__The task__: Reproduce the complete listing without any deviation.
***
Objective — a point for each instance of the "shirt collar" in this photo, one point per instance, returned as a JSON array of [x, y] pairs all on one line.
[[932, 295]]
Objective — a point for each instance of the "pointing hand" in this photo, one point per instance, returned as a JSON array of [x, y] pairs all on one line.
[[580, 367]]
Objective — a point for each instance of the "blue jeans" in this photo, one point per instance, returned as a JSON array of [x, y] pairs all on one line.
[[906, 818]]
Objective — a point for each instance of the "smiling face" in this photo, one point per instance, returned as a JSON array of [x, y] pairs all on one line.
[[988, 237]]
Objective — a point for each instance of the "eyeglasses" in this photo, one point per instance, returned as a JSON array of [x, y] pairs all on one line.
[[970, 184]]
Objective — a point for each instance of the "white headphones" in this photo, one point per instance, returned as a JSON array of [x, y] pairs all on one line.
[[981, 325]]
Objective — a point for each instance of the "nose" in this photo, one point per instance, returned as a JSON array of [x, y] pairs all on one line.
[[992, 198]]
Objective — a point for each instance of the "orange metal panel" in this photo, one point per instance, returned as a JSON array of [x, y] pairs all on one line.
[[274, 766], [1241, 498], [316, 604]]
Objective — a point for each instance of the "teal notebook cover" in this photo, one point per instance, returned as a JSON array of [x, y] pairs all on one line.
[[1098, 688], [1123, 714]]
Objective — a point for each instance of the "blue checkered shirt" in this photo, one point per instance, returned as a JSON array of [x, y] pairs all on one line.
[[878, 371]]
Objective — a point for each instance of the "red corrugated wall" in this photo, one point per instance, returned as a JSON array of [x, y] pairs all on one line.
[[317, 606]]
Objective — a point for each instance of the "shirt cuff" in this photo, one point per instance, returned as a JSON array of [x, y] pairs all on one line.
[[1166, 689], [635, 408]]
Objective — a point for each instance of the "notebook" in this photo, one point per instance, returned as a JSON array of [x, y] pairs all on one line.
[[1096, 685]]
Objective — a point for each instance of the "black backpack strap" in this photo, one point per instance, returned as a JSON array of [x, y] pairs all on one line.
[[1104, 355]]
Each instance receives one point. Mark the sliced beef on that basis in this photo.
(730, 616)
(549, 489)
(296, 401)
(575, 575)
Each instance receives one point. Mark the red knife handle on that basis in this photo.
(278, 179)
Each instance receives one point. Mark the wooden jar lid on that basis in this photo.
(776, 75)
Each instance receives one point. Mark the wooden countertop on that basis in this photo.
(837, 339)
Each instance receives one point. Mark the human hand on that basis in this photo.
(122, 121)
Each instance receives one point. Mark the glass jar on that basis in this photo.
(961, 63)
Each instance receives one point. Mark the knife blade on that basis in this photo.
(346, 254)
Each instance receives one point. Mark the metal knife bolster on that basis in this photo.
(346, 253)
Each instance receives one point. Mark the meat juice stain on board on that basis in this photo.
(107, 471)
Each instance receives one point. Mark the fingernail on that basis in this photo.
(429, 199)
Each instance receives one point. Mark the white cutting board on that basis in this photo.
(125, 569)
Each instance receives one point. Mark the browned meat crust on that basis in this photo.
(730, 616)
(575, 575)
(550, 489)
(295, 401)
***
__Answer__:
Objective — a point for each instance of the "shirt collar" in this photo, one point per instance, returned as a JSON array of [x, y] pairs all on one line.
[[932, 295]]
Objective — a point for each instance of the "pointing hand" in this photo, one point per instance, returned as a JSON array of [x, y] pairs all on one line.
[[580, 367]]
Objective — a point for each instance of the "blue jeans" in this photo, one point per instance, returned as a JSON array of [x, y] pairs all on one line.
[[906, 818]]
Objective — a point for each instance of the "smiling face" in this photo, one point per instance, returned as a JSON array of [x, y] pairs all on one line.
[[988, 237]]
Objective — a point for each instance of the "eyeglasses" in this photo, one point per instance, returned as a JSON array of [x, y] pairs all on one line.
[[970, 184]]
Objective — a point for each instance of the "white headphones" in this photo, one point per instance, returned as a JSON array of [x, y] pairs all on one line.
[[981, 325]]
Objective — a point for each instance of the "nose" in this photo, one point per instance, returned as a JSON array of [x, y] pairs all on one line.
[[992, 198]]
Objective — a point for each instance of the "orange metal panel" in this photo, one point per instance, returned as a JSON array of [x, y] pairs all on one line.
[[274, 766], [1241, 498], [316, 604]]
Objective — a point for each instance of the "teal notebook cover" in this photo, one point per instance, returned as a JSON array of [x, y] pairs all on one line.
[[1098, 688], [1123, 714]]
Objective — a point for each instance of the "blue checkered shirt" in this photo, one point per instance, returned as a JSON array of [x, y] pairs all on one line.
[[878, 371]]
Objective — a point for each instance of the "red corrugated wall" in this photo, one point per instance, returned as a JSON array of [x, y] pairs all on one line.
[[317, 606]]
Objective — a point for each instance of the "shirt cuff" in this photo, one point per instance, returned as a JSON array of [x, y] pairs all on one line.
[[1166, 689], [635, 408]]
Objective — a point for each instance of the "notebook" in this photo, one point per instance, returned as a JSON array of [x, y] pairs all on one line.
[[1096, 685]]
Objective — a point for each instance of the "black backpack strap" in this photo, one point per instance, returned as a JSON array of [x, y] pairs all on one line.
[[1104, 355]]
Each instance receives one point. Mark the sliced beef on that basis in this photo.
(730, 616)
(549, 489)
(296, 401)
(575, 575)
Each instance receives one point. Mark the red knife handle on that basis in this photo.
(278, 179)
Each instance receives one point. Mark the wooden jar lid on that basis in this photo.
(776, 75)
Each instance receives one point. Mark the wooden countertop on that basis in this photo.
(837, 339)
Each instance receives one point. Mark the human hand on that basis in this photo.
(122, 121)
Each instance receives one point. Mark the glass jar on that basis in this photo.
(961, 63)
Each instance receives one point. Mark the knife blade on that basis in this photo.
(346, 254)
Each instance receives one point. Mark the metal knife bolster on that basis in this photo.
(346, 253)
Each instance receives one point. Mark the meat juice stain on board on that basis in this photo.
(107, 471)
Each instance receives one point. Mark the fingernail on that basis in this photo.
(429, 199)
Each instance receives one point. Mark the white cutting board on that basis in this photo.
(125, 569)
Each instance receives one point. Mark the browned meat crust on that basis in this photo.
(730, 616)
(575, 575)
(550, 489)
(295, 401)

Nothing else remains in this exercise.